* _Task material_
::::::::

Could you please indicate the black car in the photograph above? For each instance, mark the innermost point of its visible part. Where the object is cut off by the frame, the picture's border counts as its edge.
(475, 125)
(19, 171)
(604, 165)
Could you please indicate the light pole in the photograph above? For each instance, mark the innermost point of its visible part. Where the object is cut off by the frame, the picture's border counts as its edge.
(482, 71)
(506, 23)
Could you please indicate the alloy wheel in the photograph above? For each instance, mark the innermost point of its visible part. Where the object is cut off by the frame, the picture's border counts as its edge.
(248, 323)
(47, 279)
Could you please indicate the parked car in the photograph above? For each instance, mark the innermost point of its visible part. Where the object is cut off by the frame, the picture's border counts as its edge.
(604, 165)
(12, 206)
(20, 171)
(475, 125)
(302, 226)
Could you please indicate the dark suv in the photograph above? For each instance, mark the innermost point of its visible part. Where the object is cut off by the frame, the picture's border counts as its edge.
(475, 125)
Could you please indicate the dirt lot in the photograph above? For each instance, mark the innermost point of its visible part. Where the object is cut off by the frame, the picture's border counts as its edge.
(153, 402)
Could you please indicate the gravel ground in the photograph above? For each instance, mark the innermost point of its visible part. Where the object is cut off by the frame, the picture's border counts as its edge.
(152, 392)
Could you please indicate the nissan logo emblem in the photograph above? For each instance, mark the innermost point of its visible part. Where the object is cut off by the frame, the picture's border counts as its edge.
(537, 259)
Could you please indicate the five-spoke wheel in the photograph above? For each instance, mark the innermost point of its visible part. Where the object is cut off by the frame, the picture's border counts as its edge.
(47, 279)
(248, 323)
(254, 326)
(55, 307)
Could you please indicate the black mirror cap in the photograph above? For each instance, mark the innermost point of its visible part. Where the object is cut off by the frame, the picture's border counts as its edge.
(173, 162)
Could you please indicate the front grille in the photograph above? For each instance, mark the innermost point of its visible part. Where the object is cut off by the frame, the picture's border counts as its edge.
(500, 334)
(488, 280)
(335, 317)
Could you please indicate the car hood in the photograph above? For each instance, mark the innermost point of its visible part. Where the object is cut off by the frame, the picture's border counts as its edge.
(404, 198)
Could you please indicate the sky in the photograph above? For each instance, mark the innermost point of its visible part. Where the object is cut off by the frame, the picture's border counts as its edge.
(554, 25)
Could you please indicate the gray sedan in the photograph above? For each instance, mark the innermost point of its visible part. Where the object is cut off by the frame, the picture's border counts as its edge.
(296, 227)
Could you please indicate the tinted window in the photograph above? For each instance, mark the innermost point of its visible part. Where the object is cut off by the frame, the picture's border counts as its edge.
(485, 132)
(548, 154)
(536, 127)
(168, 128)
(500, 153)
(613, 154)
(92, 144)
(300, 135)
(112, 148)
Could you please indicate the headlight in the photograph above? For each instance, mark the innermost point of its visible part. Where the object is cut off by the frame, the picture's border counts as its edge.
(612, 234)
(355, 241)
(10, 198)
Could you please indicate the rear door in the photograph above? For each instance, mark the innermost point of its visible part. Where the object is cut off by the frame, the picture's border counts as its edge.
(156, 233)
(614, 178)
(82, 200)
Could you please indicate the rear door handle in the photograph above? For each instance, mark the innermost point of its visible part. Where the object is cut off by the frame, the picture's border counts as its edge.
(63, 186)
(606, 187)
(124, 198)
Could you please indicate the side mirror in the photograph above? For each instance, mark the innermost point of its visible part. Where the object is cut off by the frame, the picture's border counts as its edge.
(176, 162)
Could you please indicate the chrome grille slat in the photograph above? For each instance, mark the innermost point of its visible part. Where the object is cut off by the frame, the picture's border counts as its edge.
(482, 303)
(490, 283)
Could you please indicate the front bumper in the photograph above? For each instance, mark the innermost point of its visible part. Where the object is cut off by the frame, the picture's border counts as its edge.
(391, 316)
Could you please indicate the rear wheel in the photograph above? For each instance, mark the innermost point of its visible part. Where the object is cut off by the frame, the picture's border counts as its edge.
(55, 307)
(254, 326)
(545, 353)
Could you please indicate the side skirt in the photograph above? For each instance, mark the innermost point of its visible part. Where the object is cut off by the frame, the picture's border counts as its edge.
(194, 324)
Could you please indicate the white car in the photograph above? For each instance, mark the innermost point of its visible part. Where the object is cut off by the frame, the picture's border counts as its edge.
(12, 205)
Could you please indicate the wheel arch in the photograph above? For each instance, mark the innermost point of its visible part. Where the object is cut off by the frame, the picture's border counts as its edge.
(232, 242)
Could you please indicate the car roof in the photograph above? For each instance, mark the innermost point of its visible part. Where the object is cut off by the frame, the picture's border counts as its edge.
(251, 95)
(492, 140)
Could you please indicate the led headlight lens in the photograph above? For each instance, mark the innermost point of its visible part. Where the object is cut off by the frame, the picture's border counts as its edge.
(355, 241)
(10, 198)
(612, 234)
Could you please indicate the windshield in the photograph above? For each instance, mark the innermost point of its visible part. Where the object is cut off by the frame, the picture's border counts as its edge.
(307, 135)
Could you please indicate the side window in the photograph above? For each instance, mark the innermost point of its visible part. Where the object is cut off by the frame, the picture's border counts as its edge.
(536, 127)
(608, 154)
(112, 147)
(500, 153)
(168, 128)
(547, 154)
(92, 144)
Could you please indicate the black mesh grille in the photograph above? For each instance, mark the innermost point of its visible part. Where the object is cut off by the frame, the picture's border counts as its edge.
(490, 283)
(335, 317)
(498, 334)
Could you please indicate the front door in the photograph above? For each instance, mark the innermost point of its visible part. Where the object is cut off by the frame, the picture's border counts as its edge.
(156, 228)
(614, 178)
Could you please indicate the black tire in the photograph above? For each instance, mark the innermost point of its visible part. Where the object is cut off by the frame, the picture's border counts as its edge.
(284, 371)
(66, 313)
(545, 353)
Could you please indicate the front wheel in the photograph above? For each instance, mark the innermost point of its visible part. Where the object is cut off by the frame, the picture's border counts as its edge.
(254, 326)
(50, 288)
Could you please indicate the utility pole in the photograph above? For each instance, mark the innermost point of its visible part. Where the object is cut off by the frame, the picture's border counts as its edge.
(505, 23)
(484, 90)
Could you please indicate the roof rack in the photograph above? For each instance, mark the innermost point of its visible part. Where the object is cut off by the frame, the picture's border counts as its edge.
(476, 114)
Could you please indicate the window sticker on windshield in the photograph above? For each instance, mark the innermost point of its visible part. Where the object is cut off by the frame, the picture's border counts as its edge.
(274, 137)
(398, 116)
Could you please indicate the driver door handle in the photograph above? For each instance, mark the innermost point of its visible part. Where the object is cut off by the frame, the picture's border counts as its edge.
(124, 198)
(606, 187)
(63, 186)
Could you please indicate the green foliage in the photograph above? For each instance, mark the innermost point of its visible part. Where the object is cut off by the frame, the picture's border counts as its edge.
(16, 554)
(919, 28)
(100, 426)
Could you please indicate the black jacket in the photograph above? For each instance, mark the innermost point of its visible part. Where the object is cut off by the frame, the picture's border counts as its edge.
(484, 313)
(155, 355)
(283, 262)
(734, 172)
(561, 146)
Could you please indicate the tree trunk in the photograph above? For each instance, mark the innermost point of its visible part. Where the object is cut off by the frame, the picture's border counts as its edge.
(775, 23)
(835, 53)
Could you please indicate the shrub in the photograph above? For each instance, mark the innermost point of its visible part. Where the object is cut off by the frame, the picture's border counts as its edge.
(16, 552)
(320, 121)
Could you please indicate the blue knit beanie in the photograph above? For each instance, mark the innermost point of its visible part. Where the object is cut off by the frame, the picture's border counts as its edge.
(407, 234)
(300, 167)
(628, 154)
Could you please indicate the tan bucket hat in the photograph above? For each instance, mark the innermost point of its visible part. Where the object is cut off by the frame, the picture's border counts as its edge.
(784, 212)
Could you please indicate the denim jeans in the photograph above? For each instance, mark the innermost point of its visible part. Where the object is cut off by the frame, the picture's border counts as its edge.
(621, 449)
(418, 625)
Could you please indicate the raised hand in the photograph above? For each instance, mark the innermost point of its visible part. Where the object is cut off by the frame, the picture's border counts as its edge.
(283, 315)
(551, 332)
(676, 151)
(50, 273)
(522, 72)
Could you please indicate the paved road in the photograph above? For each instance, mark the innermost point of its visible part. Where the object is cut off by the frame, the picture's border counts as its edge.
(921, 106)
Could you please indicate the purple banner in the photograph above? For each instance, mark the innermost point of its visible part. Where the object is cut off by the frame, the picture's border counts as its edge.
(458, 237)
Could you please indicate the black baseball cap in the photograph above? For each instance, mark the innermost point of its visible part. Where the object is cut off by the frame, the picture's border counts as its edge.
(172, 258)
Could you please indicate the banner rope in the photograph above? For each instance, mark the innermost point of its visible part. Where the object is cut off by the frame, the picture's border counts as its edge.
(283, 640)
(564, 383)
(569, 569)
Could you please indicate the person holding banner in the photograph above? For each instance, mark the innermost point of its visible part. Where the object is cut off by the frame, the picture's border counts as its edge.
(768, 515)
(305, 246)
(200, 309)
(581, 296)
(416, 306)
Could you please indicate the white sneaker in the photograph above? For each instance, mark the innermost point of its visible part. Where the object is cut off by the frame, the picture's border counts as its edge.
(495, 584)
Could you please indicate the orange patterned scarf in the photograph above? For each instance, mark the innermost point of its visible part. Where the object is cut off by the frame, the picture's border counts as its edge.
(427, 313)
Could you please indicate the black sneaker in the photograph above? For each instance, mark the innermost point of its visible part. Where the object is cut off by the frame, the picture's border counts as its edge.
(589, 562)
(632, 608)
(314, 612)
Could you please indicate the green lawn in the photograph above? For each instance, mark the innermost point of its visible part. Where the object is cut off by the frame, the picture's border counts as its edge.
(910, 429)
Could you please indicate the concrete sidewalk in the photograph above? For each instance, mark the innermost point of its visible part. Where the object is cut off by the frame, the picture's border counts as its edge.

::::::::

* _Aim of the exercise_
Extract, exactly, the lines above that begin at the line containing "Could you please indicate the green lawn" and end at the final line of the records; add no other text.

* _Response to this exercise_
Could you please indicate the green lawn in the photograph above? For each instance, mark the innermost point of its visible part. Where the object is cut off by the frame, the picture's border counts as its edge.
(910, 429)
Could you please indicate the concrete sidewalk in the photograph above? For each instance, mark the innermost point of its visible part. Where the object is cut off by the frame, the picture's border counts as its edge.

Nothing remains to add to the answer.